*Collected data entries*
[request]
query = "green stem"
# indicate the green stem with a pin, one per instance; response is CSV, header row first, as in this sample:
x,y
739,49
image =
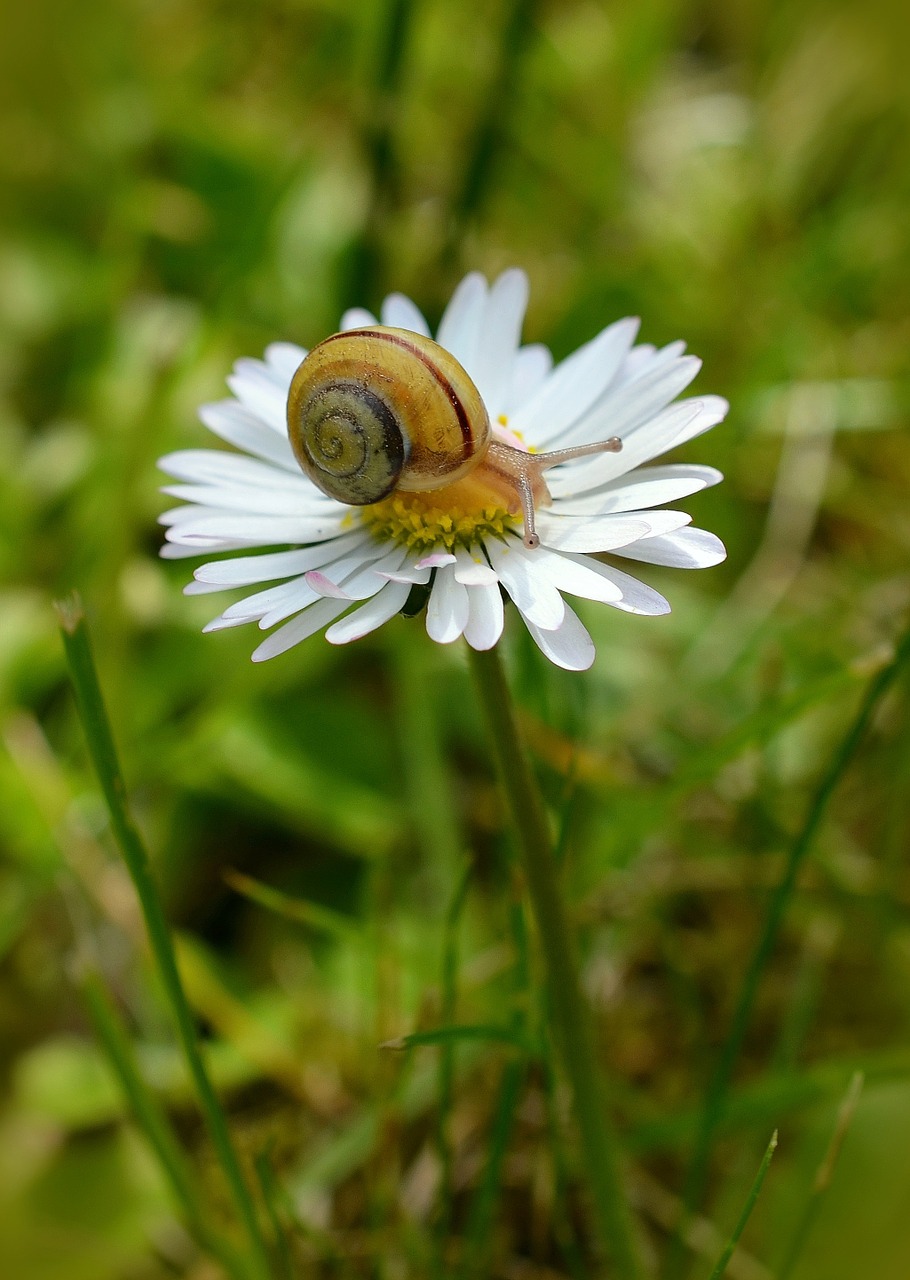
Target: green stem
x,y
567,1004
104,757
---
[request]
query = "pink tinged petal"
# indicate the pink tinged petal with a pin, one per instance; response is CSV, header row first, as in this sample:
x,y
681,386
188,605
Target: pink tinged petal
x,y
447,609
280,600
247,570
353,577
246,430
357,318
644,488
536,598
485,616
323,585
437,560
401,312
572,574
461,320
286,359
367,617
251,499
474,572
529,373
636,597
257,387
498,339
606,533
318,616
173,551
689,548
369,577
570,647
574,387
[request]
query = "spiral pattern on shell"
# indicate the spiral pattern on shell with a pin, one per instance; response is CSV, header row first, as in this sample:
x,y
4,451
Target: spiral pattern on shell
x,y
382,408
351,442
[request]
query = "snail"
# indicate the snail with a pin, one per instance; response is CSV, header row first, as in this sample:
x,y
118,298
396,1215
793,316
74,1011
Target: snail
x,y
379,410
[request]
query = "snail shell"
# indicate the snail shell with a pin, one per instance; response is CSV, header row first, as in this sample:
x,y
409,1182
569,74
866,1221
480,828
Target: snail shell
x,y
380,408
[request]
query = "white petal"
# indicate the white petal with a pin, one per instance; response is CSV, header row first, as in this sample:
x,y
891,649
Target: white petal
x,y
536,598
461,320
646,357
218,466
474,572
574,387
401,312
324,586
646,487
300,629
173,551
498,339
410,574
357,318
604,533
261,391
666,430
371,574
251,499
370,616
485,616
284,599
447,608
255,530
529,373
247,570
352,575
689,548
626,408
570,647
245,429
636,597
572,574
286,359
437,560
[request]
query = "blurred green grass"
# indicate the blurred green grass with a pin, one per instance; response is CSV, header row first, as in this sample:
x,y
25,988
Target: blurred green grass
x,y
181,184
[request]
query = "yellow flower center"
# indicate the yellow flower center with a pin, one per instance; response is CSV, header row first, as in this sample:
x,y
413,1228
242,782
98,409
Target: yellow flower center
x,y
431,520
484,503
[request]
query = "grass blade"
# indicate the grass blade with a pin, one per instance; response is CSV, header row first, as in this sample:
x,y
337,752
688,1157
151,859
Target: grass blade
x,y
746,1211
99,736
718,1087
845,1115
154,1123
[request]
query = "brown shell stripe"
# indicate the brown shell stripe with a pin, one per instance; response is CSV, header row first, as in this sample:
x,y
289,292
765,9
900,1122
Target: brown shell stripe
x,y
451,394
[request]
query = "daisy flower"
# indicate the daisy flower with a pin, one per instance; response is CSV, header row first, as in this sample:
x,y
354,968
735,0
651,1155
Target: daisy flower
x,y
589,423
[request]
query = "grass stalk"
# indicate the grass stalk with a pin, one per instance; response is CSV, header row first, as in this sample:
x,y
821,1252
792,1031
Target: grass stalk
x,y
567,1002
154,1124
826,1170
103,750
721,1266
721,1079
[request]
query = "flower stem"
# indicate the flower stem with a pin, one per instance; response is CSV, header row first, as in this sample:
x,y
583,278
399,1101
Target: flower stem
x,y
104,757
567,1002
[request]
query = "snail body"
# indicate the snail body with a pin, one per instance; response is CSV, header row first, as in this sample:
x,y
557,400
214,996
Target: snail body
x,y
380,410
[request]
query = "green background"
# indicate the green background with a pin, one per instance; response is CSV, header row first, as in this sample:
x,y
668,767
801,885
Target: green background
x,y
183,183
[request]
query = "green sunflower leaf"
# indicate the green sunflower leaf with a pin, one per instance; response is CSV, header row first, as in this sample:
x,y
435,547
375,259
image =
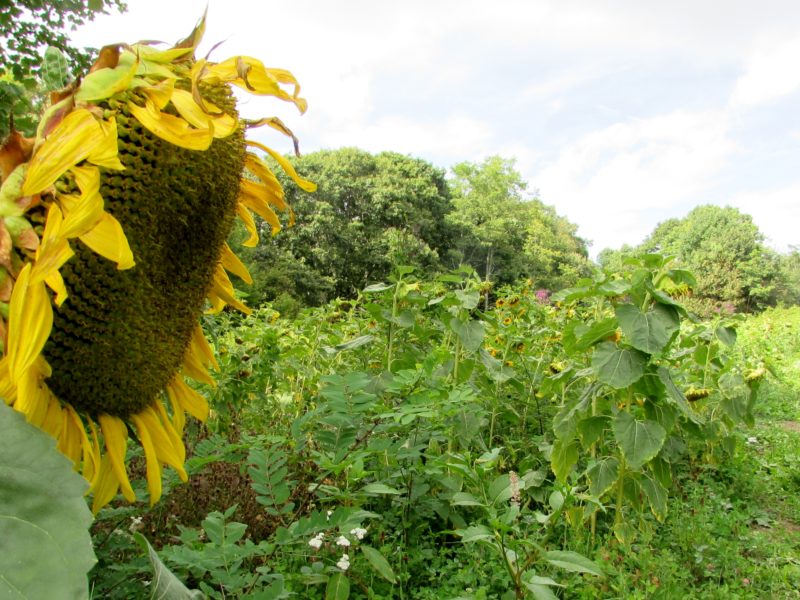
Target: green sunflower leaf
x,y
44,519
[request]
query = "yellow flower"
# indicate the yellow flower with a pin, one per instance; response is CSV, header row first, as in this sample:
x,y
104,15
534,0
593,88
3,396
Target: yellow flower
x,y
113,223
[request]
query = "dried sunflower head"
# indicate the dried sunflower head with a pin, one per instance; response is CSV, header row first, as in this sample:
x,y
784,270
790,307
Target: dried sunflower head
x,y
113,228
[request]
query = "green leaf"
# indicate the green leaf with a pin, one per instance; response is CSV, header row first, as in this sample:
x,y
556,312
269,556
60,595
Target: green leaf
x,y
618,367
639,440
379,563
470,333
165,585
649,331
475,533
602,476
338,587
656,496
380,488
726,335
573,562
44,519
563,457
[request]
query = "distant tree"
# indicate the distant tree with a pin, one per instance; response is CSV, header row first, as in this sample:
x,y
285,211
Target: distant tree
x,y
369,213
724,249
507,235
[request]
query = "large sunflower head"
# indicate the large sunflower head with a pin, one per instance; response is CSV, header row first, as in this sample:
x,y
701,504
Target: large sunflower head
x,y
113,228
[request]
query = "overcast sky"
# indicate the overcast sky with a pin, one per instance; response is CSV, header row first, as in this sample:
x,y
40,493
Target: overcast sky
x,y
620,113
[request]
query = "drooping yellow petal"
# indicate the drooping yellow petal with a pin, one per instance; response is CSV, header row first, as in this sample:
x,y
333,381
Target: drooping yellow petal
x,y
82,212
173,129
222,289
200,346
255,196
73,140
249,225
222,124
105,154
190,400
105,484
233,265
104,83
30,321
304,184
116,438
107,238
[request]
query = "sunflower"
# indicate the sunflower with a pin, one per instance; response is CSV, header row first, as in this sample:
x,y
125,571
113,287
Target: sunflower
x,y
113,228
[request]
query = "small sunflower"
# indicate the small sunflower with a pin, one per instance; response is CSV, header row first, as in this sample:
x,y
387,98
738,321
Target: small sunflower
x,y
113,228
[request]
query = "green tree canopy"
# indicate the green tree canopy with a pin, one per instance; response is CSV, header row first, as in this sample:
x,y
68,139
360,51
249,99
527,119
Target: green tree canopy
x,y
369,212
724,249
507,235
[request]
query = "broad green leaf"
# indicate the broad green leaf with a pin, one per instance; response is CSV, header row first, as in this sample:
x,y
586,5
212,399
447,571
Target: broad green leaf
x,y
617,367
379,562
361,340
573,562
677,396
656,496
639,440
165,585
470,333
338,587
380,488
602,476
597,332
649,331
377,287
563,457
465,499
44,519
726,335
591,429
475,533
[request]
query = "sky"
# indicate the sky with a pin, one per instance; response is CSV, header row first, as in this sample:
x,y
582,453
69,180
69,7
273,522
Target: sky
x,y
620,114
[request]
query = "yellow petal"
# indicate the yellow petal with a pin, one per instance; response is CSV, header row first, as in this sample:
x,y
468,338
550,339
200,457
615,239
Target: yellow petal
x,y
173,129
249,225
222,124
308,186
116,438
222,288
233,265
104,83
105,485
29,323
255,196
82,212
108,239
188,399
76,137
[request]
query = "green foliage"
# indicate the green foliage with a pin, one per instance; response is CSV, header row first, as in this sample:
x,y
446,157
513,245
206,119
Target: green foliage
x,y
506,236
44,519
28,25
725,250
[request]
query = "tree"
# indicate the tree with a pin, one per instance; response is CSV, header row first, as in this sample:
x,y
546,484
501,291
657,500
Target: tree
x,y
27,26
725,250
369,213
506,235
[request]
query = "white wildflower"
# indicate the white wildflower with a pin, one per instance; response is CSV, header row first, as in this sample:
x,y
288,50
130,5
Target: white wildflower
==
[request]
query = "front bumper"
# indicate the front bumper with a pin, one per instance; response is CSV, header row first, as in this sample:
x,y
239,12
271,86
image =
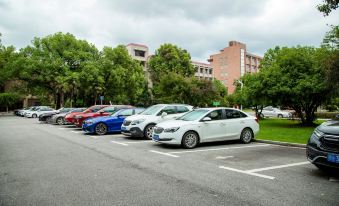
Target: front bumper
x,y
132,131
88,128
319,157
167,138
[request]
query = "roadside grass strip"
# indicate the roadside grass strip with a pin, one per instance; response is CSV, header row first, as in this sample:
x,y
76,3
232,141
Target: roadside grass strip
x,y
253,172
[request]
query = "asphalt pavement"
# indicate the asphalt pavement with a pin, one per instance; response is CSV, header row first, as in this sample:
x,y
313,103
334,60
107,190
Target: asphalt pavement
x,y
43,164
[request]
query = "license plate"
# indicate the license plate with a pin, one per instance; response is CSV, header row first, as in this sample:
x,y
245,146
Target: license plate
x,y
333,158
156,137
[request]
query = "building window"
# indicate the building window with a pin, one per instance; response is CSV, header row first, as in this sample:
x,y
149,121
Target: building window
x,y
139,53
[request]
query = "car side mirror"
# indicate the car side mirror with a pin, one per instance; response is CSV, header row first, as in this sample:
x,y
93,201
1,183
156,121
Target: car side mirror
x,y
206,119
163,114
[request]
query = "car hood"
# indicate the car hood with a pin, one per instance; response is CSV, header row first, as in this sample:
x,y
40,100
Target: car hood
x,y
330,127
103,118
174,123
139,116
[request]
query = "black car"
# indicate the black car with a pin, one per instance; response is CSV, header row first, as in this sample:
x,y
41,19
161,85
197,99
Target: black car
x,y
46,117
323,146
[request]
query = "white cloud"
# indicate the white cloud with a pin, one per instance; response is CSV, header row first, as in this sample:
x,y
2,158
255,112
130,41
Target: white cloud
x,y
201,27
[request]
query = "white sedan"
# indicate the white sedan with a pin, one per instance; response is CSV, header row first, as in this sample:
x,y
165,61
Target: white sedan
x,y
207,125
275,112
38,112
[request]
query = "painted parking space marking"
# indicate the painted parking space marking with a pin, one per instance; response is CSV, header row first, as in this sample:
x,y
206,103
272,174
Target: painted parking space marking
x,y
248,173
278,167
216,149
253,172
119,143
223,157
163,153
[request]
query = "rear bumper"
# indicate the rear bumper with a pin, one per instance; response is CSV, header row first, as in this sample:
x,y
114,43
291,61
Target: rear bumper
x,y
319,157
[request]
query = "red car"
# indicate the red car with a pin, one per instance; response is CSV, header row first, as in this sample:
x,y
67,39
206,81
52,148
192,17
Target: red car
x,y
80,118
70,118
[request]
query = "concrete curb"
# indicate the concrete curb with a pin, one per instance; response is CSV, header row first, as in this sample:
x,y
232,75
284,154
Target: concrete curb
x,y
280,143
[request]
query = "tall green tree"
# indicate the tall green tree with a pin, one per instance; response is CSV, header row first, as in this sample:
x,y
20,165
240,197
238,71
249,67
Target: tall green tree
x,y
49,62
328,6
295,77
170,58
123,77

*WHAT TO DO*
Tell how many lines in the data include the string "wildflower". Reply with the number and no other text.

*WRITTEN RESPONSE*
3